→ **Exercise aim**
State how many lines in the records below include the word "mirror". Give nothing but that number.
>>>
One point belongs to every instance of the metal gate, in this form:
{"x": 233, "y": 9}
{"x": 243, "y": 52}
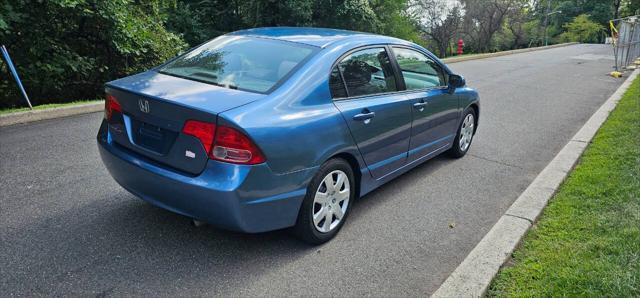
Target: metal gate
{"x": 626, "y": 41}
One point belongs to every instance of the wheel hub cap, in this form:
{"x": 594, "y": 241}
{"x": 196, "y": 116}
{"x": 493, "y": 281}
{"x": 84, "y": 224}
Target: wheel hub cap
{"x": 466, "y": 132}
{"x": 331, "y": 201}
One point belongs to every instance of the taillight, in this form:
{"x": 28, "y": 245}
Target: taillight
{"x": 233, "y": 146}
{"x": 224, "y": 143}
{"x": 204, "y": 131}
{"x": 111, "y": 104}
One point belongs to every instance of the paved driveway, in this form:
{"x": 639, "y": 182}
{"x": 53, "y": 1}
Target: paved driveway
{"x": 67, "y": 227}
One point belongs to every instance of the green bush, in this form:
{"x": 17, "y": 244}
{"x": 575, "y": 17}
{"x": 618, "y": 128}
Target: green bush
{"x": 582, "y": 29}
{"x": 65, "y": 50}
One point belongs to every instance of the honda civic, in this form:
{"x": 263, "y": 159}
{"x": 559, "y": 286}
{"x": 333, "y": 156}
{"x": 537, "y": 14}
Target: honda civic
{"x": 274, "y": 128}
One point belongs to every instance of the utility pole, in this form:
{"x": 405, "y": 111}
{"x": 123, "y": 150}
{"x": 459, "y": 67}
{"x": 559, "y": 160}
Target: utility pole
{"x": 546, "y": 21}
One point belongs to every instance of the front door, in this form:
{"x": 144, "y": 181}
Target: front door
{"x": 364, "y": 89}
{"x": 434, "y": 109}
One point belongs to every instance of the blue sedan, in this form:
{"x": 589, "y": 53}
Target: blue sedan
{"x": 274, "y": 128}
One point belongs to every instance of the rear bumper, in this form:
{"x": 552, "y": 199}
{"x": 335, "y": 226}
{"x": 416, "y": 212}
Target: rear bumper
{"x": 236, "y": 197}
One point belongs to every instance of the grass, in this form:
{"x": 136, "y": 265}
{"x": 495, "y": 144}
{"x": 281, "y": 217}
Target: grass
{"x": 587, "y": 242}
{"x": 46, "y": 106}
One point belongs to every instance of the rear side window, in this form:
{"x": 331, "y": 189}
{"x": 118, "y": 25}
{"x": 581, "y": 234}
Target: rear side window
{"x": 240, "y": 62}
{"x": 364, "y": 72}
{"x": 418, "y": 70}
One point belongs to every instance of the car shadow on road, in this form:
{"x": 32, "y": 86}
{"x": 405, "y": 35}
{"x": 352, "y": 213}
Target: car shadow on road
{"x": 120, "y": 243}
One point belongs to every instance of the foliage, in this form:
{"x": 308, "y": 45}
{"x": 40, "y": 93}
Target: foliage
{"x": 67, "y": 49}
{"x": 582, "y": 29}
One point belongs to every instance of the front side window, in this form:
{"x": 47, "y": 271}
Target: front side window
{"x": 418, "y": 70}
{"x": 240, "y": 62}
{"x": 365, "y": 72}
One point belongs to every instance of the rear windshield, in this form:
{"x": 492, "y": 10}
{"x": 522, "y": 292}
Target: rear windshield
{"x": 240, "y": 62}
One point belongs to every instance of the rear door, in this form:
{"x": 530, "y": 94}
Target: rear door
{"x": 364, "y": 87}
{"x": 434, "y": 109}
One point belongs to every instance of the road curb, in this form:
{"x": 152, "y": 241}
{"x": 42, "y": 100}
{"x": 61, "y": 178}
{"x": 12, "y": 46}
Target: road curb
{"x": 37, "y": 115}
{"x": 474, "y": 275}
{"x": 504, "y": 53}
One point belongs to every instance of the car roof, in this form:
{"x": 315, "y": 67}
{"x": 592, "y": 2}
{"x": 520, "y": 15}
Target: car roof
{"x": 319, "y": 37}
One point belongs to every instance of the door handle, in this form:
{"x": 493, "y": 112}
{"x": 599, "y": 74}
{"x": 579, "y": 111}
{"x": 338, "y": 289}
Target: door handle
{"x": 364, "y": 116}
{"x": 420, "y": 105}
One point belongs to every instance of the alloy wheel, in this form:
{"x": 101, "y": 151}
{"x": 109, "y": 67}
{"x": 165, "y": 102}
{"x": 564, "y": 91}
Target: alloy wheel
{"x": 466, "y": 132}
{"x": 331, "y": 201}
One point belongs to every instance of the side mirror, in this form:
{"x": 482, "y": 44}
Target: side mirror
<<<
→ **Task result**
2